— Data for this exercise —
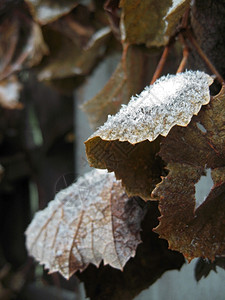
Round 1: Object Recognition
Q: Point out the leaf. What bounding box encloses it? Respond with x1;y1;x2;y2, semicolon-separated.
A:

--

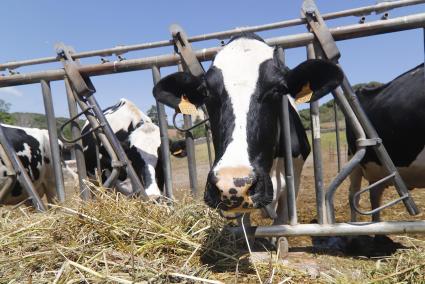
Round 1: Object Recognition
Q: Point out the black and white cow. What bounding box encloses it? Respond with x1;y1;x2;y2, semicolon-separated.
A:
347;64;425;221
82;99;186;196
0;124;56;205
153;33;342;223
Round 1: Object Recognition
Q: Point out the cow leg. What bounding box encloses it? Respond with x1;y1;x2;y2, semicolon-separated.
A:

— Exercise brief —
List every line in the rows above that contains the string "encloses".

— Output —
Q: Point out the leaf. What bounding box encloses it? Respond with x1;y1;x2;y2, semicolon-separated.
Q: Point out the black and white cow. What bounding box encloses it? Respond with x1;y1;x2;y2, semicolon-separated.
Q: Point out the cow leg. What bounding box encloses it? Respond with x1;y1;x2;y2, semicolon-separated.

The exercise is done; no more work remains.